━━━ Source extract
I have got my old lathe almost to perfection, but it has taken time, not money, to achieve. Nearly twenty years of tweaking. But there are still parts that need to be looked at, because wear is now coming into the equation.

Be happy with what you have, but don't go wasting a lot of time and effort (and usually a lot of cash), trying to make a machine do what it can never achieve.

Experience is what gets the better results, learn to use what you have to your best ability.

A surface grinder is nice to have, but not essential.

John


----------



## Bernd (Mar 23, 2008)

Mcgyver  said:
			
		

> Bernd. is that an oil cup on the spindle?



Yes it is. I used spindle oil from were I used to work. It made no difference.
━━━━━━
Challenge A> Reproduce the lathe thread from "I have got my" to "but not essential.".
The lathe thread and the records that follow are unrelated.
━━━ Provided entries
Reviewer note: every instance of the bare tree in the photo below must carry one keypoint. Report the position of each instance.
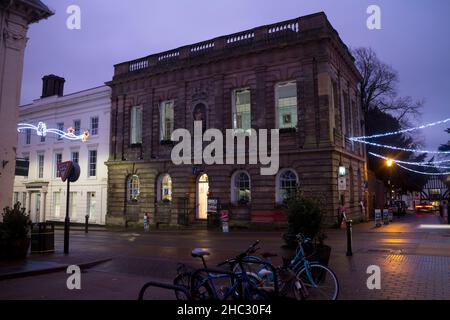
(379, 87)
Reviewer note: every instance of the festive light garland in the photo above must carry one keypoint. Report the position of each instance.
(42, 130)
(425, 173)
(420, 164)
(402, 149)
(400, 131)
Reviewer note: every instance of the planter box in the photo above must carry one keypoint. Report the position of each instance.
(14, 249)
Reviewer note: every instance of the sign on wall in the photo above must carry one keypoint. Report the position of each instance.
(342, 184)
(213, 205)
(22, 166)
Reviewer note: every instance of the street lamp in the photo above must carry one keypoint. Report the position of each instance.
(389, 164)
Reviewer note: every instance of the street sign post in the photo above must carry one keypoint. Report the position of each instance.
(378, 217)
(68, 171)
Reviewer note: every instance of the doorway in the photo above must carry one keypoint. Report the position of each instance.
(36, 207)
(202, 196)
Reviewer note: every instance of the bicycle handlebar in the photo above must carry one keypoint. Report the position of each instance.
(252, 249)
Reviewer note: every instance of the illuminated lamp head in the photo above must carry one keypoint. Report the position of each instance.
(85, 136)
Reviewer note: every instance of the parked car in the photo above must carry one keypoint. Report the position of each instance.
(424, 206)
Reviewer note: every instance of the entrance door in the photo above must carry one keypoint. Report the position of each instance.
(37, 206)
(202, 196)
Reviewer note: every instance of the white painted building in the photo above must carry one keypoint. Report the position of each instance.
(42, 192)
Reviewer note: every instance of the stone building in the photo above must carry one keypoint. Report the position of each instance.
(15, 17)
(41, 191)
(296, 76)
━━━━━━
Challenge B> Shift the coordinates in the records by adding 87 to every number, then write out the records from the line with "Reviewer note: every instance of the street sign" through the final line of the records, repeating each request line unchanged along with its coordinates.

Reply A>
I have got my old lathe almost to perfection, but it has taken time, not money, to achieve. Nearly twenty years of tweaking. But there are still parts that need to be looked at, because wear is now coming into the equation.

Be happy with what you have, but don't go wasting a lot of time and effort (and usually a lot of cash), trying to make a machine do what it can never achieve.

Experience is what gets the better results, learn to use what you have to your best ability.

A surface grinder is nice to have, but not essential.

Reply B>
Reviewer note: every instance of the street sign post in the photo above must carry one keypoint. Report the position of each instance.
(465, 304)
(155, 258)
Reviewer note: every instance of the doorway in the photo above must carry one keypoint. Report the position of each instance.
(123, 294)
(289, 283)
Reviewer note: every instance of the bicycle handlebar in the photo above must carry one keypoint. Report the position of each instance.
(339, 336)
Reviewer note: every instance of the illuminated lamp head in the photo above must carry one keypoint. Report the position of each instance.
(172, 223)
Reviewer note: every instance of the parked car in the photo above must carry one keypoint. Report the position of each instance.
(511, 293)
Reviewer note: every instance of the entrance door in the photo above must carry one keypoint. Report the position of each instance.
(124, 293)
(289, 283)
Reviewer note: every instance of the white painted building in the photo above must carry one keypoint. Report the position of each instance.
(129, 279)
Reviewer note: every instance of the stone building in the photo above must carry one keypoint. Report the position of each instance.
(102, 104)
(128, 278)
(383, 163)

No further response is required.